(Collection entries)
═══

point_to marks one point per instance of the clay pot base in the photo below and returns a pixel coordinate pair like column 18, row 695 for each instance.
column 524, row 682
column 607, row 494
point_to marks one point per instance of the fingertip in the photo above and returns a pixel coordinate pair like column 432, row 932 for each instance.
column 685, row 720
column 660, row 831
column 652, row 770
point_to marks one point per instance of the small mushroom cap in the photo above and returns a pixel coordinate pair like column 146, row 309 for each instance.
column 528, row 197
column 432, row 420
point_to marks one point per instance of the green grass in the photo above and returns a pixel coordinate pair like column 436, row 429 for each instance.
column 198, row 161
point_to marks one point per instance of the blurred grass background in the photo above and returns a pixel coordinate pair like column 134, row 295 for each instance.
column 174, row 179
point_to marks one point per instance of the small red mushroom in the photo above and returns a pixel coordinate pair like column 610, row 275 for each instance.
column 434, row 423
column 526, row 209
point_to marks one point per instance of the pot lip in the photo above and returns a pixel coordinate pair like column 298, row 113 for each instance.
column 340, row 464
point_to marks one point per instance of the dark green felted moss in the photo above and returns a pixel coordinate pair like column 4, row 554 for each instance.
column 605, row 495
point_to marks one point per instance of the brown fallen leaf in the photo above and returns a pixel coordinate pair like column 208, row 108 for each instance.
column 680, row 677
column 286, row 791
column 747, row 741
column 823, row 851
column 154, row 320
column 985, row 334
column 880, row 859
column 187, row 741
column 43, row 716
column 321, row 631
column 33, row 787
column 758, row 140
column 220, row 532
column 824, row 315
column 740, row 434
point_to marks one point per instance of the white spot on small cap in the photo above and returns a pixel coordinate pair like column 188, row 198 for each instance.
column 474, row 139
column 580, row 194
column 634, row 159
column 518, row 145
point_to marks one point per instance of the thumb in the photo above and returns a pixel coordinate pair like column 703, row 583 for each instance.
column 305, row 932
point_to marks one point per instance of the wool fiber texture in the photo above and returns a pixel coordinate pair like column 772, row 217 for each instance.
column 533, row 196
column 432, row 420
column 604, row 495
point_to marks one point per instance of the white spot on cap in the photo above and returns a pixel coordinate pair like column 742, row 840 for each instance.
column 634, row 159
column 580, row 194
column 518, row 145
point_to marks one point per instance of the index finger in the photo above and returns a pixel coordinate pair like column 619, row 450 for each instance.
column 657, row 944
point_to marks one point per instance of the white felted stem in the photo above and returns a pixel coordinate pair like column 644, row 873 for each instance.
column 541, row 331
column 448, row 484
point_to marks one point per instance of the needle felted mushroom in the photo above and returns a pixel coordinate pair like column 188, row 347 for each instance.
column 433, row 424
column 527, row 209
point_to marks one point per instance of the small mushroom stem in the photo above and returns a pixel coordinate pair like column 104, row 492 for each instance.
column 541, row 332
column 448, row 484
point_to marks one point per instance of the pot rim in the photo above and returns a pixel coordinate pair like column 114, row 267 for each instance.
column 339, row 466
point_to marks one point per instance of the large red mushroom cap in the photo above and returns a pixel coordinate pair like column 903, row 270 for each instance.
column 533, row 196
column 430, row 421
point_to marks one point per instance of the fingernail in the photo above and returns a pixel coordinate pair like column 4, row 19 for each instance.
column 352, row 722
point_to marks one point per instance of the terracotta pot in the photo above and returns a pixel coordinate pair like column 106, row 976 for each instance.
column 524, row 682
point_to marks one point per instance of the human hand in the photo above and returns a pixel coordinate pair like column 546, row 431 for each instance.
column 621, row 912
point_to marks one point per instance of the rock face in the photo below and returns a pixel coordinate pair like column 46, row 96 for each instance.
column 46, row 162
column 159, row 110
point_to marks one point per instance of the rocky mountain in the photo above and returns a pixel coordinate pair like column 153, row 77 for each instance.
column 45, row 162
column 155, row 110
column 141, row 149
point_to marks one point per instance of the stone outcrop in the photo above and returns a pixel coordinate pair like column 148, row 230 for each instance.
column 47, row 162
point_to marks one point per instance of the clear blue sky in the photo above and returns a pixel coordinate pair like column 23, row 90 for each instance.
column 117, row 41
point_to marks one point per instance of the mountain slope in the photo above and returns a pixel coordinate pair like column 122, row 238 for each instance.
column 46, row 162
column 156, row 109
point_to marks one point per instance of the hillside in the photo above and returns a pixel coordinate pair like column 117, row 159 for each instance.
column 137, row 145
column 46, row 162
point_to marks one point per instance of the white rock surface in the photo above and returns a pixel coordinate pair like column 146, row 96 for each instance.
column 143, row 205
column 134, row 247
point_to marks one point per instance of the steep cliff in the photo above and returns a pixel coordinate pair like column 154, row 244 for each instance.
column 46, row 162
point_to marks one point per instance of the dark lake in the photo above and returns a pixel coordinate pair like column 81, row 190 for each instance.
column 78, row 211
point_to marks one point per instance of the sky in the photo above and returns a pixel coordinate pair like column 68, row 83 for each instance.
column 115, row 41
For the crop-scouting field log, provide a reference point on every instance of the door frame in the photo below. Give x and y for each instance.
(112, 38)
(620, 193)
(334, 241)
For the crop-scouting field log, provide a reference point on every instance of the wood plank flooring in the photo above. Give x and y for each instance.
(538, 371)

═══

**Work to be completed**. Return all of the data exactly as it reads.

**Task output**.
point_to marks one point per instance of the clay pot base in the photo below and returns a pixel coordinate pair like column 18, row 695 for each instance.
column 524, row 682
column 607, row 494
point_to marks one point per instance of the fingertip in the photo above and returns a pixel coordinate pair like column 432, row 932 for each instance.
column 685, row 720
column 660, row 831
column 652, row 770
point_to marks one point per instance of the small mushroom cap in the photo above and returns a pixel coordinate pair like column 146, row 309 for each instance.
column 528, row 197
column 432, row 420
point_to marks one point per instance of the green grass in the photo above and returns a pixel coordinate pair like column 436, row 429 for each instance.
column 198, row 161
point_to marks one point per instance of the blurred grass background in the photo above and returns a pixel coordinate pair like column 134, row 295 for each instance.
column 174, row 179
point_to marks one point per instance of the small red mushroom in the photo above and returns a pixel coordinate pair like column 610, row 275 for each instance.
column 434, row 423
column 526, row 209
point_to marks one point per instance of the pot lip in the photo above and returns a pixel coordinate pair like column 298, row 113 for each instance.
column 340, row 464
point_to marks one point per instance of the dark green felted moss in the photo above and returns a pixel coordinate pair like column 4, row 554 for each instance.
column 605, row 495
point_to marks one point per instance of the brown fallen leaf in the photo above and returns a pixel coordinate pair like column 208, row 108 for each instance.
column 680, row 677
column 286, row 791
column 747, row 741
column 823, row 851
column 154, row 320
column 985, row 334
column 880, row 859
column 187, row 741
column 43, row 716
column 321, row 631
column 33, row 787
column 758, row 140
column 220, row 532
column 824, row 315
column 740, row 434
point_to marks one point per instance of the white spot on small cap in the photo above and returns a pixel coordinate pair like column 188, row 198 for each instance.
column 474, row 139
column 580, row 194
column 634, row 159
column 518, row 145
point_to marks one point per instance of the thumb in the photo above and returns a pixel coordinate pair like column 703, row 583 for each instance.
column 305, row 932
point_to marks one point per instance of the wool fiber texture in the photo above and returns a pixel coordinate pair like column 772, row 217 for each instance.
column 533, row 196
column 432, row 420
column 604, row 495
point_to marks one point per instance of the white spot on cap in the photo above and returns a pixel coordinate pair like column 742, row 840 for each instance.
column 634, row 159
column 580, row 194
column 518, row 145
point_to marks one point per instance of the index finger in the photo above and returns a pixel coordinate pair like column 619, row 450 for each instance.
column 657, row 944
point_to marks one point per instance of the white felted stem in the photo above and returns a pixel coordinate pair like column 644, row 873 for each instance.
column 541, row 331
column 448, row 484
point_to marks one point per instance of the needle felted mushroom in the photo above and returns a pixel coordinate pair like column 188, row 347 for each instance.
column 433, row 424
column 527, row 209
point_to marks one point per instance of the small mushroom stem in the photo above and returns a pixel coordinate pair like column 104, row 492 for each instance.
column 541, row 332
column 448, row 484
point_to marks one point per instance of the pot rim in the photo above and returns a pixel coordinate pair like column 114, row 267 for each instance.
column 339, row 466
point_to marks one point per instance of the large red mushroom cap in the photo above and returns a pixel coordinate pair like column 903, row 270 for each instance.
column 533, row 196
column 430, row 421
point_to marks one point per instance of the fingernail in the photo above and returns a pixel coordinate pair like column 4, row 19 for each instance.
column 352, row 722
point_to marks one point per instance of the terracotta pot in the photo above and returns a pixel coordinate pair like column 106, row 976 for each instance.
column 524, row 682
point_to marks one point per instance of the human hand in the photo above and returns a pixel coordinate pair like column 546, row 431 for each instance.
column 621, row 912
point_to marks one point per instance of the rock face in the photo below and returns a pixel coordinate pair like column 46, row 96 for each instance.
column 46, row 162
column 159, row 110
point_to marks one point per instance of the rocky mountain in the photo above and returns a pixel coordinate pair like column 153, row 77 for each instance.
column 45, row 162
column 155, row 110
column 141, row 149
point_to marks one point per instance of the stone outcrop in the photo above and returns a pixel coordinate pair like column 148, row 230 for each instance.
column 47, row 162
point_to marks one point per instance of the clear blue sky in the photo above and returns a pixel coordinate pair like column 23, row 90 for each instance.
column 117, row 41
point_to marks one point per instance of the mountain slope in the photo above and returns a pixel coordinate pair like column 122, row 238 for each instance.
column 46, row 162
column 156, row 109
point_to marks one point per instance of the hillside in the photo above and returns a pixel coordinate pair like column 117, row 159 for each instance.
column 137, row 145
column 46, row 162
point_to marks one point per instance of the white rock surface in the photo above and returns a pixel coordinate pair like column 146, row 96 for each instance.
column 143, row 205
column 134, row 247
point_to marks one point per instance of the steep cliff in the photo above and returns a pixel coordinate pair like column 154, row 244 for each instance.
column 46, row 162
point_to marks one point per instance of the dark lake in the photo above and returns a pixel coordinate pair like column 81, row 190 for each instance.
column 78, row 211
point_to marks one point per instance of the sky in the photo above and returns a pixel coordinate pair like column 68, row 83 for each instance.
column 115, row 41
For the crop-scouting field log, provide a reference point on every instance of the door frame in the photo below. Give x and y for each instance.
(112, 38)
(620, 193)
(334, 241)
For the crop-scouting field log, provide a reference point on every instance of the wood plank flooring in the photo above. Give x and y for each instance.
(538, 371)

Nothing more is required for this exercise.